- EXERCISE OBJECTIVE:
Count the lines below that contain the word "pink" and give only that number.

Point localization data
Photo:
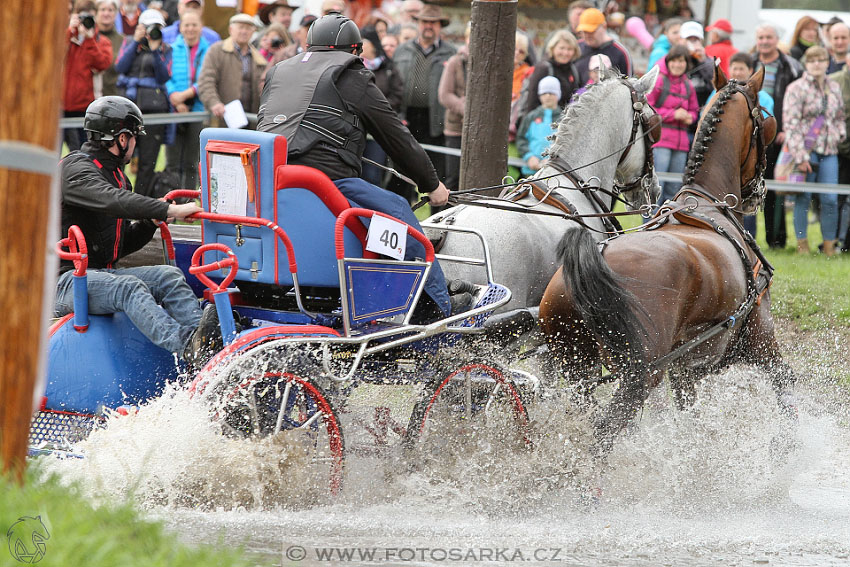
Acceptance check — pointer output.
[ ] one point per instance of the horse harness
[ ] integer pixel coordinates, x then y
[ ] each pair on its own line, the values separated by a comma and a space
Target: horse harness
546, 194
759, 273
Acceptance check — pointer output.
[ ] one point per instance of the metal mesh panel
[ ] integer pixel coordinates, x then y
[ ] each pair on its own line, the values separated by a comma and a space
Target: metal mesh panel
59, 430
494, 293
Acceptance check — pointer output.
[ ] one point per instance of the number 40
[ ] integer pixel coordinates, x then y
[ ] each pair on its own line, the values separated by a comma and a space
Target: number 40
389, 239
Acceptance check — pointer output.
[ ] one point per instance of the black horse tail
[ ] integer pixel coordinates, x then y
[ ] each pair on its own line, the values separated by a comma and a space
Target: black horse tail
608, 310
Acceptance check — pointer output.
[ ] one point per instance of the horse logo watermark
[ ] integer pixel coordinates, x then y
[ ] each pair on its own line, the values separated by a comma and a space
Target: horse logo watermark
27, 539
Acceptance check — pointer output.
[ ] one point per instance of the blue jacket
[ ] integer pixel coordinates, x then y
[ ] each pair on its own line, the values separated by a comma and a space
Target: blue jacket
765, 101
180, 71
660, 48
533, 133
170, 34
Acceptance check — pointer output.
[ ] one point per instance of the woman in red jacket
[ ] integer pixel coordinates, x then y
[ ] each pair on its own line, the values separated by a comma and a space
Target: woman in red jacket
88, 53
675, 100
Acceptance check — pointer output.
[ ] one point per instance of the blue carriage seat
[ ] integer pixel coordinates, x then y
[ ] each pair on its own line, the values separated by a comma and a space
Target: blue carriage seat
245, 173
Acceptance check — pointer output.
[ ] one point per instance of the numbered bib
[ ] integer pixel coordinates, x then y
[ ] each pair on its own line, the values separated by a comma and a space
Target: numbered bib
387, 237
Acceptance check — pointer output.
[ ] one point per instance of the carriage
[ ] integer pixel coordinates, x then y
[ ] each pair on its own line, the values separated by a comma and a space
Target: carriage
309, 312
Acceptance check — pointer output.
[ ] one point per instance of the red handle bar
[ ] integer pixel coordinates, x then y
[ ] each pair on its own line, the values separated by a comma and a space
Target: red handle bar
199, 270
77, 251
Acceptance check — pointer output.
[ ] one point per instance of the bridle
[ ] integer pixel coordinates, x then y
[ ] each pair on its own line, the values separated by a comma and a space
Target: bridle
754, 190
652, 132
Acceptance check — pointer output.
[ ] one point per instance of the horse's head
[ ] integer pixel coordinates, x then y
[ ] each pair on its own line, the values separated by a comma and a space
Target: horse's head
635, 175
735, 129
592, 141
636, 171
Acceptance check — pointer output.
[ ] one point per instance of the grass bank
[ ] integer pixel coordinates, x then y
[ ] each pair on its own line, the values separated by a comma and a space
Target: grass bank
80, 534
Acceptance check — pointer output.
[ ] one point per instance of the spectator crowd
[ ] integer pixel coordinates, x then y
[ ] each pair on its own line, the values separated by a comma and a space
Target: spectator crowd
161, 55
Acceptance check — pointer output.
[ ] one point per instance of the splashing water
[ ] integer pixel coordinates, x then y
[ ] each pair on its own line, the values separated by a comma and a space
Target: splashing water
704, 486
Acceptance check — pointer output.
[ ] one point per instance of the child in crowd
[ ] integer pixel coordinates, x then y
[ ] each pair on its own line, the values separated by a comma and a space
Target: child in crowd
538, 125
593, 67
675, 100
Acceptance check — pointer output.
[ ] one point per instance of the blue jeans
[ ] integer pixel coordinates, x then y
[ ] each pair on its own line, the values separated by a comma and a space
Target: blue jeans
827, 173
156, 299
671, 161
361, 193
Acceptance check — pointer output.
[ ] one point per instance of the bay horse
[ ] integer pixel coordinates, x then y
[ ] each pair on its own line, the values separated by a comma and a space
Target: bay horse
688, 292
593, 161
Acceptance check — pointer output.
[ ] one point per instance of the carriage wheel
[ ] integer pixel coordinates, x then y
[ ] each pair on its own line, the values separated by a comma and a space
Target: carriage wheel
475, 409
274, 403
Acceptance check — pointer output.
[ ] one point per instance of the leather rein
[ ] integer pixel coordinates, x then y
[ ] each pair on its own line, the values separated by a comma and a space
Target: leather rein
545, 193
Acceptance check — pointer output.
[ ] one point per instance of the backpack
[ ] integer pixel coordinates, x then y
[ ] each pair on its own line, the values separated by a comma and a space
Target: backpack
519, 104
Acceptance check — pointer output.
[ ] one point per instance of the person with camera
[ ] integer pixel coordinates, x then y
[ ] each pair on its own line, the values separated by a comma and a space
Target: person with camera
144, 65
88, 53
104, 19
187, 57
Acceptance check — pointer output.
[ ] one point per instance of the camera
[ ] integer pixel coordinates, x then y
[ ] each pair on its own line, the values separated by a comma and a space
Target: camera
87, 20
154, 32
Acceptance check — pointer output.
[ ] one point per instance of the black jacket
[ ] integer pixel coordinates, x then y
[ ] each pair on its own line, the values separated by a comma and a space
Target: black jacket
357, 88
99, 199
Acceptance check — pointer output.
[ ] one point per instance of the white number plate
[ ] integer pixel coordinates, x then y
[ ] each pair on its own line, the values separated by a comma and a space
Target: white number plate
387, 237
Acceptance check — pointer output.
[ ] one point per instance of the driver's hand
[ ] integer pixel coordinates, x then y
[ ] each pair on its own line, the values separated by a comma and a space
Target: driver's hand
439, 196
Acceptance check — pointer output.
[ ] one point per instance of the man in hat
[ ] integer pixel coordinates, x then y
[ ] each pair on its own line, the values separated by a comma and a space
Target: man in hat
595, 41
325, 102
170, 33
421, 62
277, 12
838, 35
232, 70
720, 45
780, 70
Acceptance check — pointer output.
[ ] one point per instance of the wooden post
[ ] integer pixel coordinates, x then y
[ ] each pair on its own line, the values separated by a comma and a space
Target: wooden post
34, 31
484, 151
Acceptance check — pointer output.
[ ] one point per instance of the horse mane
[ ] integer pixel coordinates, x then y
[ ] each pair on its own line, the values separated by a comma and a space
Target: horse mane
708, 126
578, 108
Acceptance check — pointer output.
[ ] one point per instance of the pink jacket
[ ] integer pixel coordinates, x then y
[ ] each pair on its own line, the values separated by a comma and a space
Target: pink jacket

- OUTPUT OF THE EXERCISE:
2